◆ WHAT IS REQUIRED: Copy out every one of the items below word for word, keeping each line unchanged.

## Start WORKING DATA

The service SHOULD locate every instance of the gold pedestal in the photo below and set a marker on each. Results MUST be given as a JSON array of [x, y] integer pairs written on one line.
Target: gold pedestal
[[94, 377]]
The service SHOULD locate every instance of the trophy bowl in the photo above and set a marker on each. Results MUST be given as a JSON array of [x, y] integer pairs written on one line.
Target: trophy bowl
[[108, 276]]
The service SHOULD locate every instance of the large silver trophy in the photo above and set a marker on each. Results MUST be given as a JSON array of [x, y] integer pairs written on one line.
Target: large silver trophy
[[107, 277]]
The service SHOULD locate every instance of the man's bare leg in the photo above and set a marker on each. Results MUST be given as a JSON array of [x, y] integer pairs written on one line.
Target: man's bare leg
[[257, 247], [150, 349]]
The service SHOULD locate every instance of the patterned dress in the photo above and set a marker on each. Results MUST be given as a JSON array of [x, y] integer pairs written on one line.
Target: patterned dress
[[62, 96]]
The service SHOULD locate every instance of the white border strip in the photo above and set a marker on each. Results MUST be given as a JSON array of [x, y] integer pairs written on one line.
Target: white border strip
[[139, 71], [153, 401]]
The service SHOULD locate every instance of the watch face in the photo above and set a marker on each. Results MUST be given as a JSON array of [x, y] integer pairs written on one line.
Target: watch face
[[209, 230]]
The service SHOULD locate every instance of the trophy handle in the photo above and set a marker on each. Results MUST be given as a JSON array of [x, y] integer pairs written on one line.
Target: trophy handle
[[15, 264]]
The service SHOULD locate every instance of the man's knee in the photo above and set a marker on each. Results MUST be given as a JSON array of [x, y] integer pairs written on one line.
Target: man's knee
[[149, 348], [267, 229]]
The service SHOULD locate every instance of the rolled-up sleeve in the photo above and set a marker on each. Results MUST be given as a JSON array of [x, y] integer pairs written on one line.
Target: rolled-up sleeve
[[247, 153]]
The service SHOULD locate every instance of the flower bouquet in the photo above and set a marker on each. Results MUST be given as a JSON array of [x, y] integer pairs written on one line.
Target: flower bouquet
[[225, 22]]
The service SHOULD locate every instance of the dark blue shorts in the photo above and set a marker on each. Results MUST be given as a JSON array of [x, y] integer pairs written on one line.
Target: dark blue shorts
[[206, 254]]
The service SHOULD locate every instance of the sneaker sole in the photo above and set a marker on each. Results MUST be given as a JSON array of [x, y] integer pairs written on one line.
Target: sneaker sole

## End WORKING DATA

◆ SOLUTION:
The service SHOULD locate every instance of the gold pedestal in the photo below and set a marker on each. Results MUST be given as a JSON array of [x, y] integer pairs written on one line.
Target: gold pedestal
[[94, 377]]
The service SHOULD locate every instance of the trophy bowl in the photo above and set a marker on each. Results MUST be given as a JSON array of [x, y] integer pairs written on one line.
Target: trophy bowl
[[108, 276]]
The service SHOULD locate every instance of the large silver trophy in the photo above and set a marker on each. Results MUST be given as a JSON array of [x, y] integer pairs written on one line.
Target: large silver trophy
[[107, 277]]
The service SHOULD locate every instance of the man's bare leg in the photo above and set a marker on each. Results MUST be given as a JSON array of [x, y] integer pairs written on one line.
Target: man's bare leg
[[257, 247], [150, 349]]
The service SHOULD locate every instance of the patterned dress in the photo above and set a marker on each. Results MUST be given as a JSON array of [x, y] integer pairs written on one line.
Target: patterned dress
[[62, 96]]
The service SHOULD locate every instance of the white border strip in the photo above and set a marker on each. Results MUST be given as a JSON array of [x, y] integer pairs written on one line.
Target: white border strip
[[139, 71], [153, 401]]
The service SHOULD locate every instance of the watch face in the photo above and set a marker on each. Results MUST be given as a JSON array of [x, y] integer pairs written on one line.
Target: watch face
[[209, 230]]
The service SHOULD locate every instance of the trophy handle in the photo above and set a marker on each. Results MUST be given as a JSON array of [x, y] integer pairs written on one line.
Target: trophy handle
[[15, 264]]
The service SHOULD locate every instance of the man's knee in the photo above and set a marker on each. Results MUST be given as a JSON array of [x, y] integer pairs written on one line.
Target: man's knee
[[149, 348], [267, 229]]
The service SHOULD locate every instance of the rolled-up sleeve in the photo above and set a marker on each. Results MUST be given as a JSON array of [x, y] integer pairs written on one line.
Target: rolled-up sleeve
[[247, 153]]
The service SHOULD locate every instance of the flower bouquet in the photo above and set a marker on each. Results MUST be given as a JSON array of [x, y] integer pairs written on one line.
Target: flower bouquet
[[225, 22]]
The service SHOULD locate every instance of the dark blue shorts in the photo above and set a marker on each. Results MUST be given as a JSON array of [x, y] integer pairs written on one line.
Target: dark blue shorts
[[206, 254]]
The service SHOULD locate every instance of the sneaker sole in the photo above and set a marker on each. Results MUST be given as a JSON array of [x, y] integer pairs written on one line.
Target: sneaker sole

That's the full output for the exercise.